◆ INFORMATION GIVEN
- - - -
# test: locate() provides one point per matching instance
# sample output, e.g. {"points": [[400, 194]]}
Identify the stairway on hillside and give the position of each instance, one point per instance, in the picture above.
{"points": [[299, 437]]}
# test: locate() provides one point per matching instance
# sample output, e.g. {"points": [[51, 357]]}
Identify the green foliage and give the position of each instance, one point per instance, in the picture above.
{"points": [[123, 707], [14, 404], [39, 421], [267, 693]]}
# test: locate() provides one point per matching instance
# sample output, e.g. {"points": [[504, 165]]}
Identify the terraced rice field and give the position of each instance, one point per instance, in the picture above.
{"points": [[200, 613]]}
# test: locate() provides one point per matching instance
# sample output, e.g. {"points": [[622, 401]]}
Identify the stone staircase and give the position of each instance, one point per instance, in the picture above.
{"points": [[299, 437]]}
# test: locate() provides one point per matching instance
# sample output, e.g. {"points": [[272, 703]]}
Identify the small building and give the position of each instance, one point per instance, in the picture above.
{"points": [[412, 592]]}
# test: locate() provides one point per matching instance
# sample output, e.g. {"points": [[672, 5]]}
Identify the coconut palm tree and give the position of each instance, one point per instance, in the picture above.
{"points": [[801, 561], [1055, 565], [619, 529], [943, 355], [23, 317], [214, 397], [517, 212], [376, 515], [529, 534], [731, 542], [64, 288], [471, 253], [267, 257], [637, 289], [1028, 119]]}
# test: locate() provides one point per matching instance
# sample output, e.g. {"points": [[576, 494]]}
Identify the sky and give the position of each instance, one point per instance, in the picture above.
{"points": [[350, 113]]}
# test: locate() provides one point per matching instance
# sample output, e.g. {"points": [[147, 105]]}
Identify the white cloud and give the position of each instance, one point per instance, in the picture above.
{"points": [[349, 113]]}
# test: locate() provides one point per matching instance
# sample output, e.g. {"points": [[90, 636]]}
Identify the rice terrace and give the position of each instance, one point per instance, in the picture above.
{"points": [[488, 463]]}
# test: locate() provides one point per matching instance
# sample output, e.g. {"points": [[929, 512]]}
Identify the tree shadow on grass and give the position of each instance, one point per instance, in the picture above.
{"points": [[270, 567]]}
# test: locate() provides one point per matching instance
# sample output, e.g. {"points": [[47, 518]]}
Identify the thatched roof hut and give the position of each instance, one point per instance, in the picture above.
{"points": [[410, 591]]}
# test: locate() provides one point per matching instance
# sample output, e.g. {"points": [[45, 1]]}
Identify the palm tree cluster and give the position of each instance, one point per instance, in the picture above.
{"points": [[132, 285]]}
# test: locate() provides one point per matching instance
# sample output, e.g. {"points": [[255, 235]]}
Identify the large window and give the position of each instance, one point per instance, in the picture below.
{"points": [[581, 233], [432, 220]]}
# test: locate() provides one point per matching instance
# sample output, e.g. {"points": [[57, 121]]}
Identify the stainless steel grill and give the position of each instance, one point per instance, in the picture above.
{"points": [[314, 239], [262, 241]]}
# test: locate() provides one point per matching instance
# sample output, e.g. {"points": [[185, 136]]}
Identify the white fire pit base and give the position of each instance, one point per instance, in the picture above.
- - - -
◆ ABOUT THIS TASK
Nothing in the entries should be skipped. Output them all exactly.

◆ TASK OUTPUT
# test: locate() provides one point per matching instance
# sample output, e.g. {"points": [[400, 194]]}
Identify the stairway on hillside and give the position of each instance, one point per instance, in the picture above.
{"points": [[299, 437]]}
# test: locate() provides one point per matching instance
# sample output, e.g. {"points": [[51, 357]]}
Identify the green foliage and give the position of each instance, one point per instance, in the picture above.
{"points": [[123, 707], [14, 404], [39, 421], [267, 693]]}
# test: locate() provides one point per matching instance
# sample output, e.g. {"points": [[504, 165]]}
Identify the terraced rice field and give the position of each instance, one point per instance, in the picture above.
{"points": [[200, 613]]}
# test: locate() provides one point per matching instance
# sample output, e.g. {"points": [[622, 401]]}
Identify the stone staircase and give the position of each instance, one point per instance, in the picture above.
{"points": [[299, 437]]}
# test: locate() provides one point per matching instance
# sample output, e.g. {"points": [[272, 703]]}
Identify the small building and give the position of each instance, one point per instance, in the picture above.
{"points": [[412, 592]]}
# test: locate() provides one point per matching instance
# sample output, e.g. {"points": [[672, 5]]}
Identify the coconut palm tree and give the position of each instance, one point per instance, in the picture above.
{"points": [[801, 561], [1055, 565], [619, 529], [943, 355], [23, 317], [214, 397], [517, 212], [376, 515], [529, 534], [731, 542], [64, 288], [471, 253], [267, 257], [637, 289], [1028, 119]]}
# test: locate() provides one point per matching instance
# sample output, e.g. {"points": [[576, 494]]}
Identify the sky and give the position of each instance, one point per instance, in the picture above.
{"points": [[350, 113]]}
# test: locate() provides one point per matching instance
# sample output, e.g. {"points": [[147, 105]]}
Identify the white cloud and give the position of each instance, one point per instance, in the picture above.
{"points": [[349, 113]]}
# test: locate() provides one point per matching instance
# sample output, e.g. {"points": [[90, 636]]}
Identify the rice terrace and give the position of each instance, one point per instance, in the picture above.
{"points": [[488, 463]]}
# test: locate() provides one point per matching instance
# sample output, e.g. {"points": [[929, 512]]}
Identify the tree shadow on grass and give the position of each instance, one point per instance, in the picture above.
{"points": [[270, 567]]}
# test: locate() provides one point per matching instance
# sample output, e.g. {"points": [[47, 518]]}
Identify the thatched roof hut and give the position of each instance, one point per instance, in the picture above.
{"points": [[410, 591]]}
# test: locate() provides one point per matching instance
# sample output, e.g. {"points": [[45, 1]]}
Identify the palm tree cluster and give the position of each instance, one point per instance, in the picture above.
{"points": [[132, 285]]}
# test: locate() provides one point per matching instance
# sample output, e.g. {"points": [[255, 235]]}
Identify the large window and give the position of each instance, one point per instance, in the picture below.
{"points": [[581, 233], [432, 220]]}
# test: locate() provides one point per matching instance
# sample output, e.g. {"points": [[57, 121]]}
Identify the stainless steel grill and give the position of each instance, one point per instance, in the picture above.
{"points": [[314, 239], [262, 241]]}
# test: locate() provides one point per matching instance
# sample output, e.g. {"points": [[185, 136]]}
Identify the white fire pit base and give the position of each instance, one point per instance, in the picture above.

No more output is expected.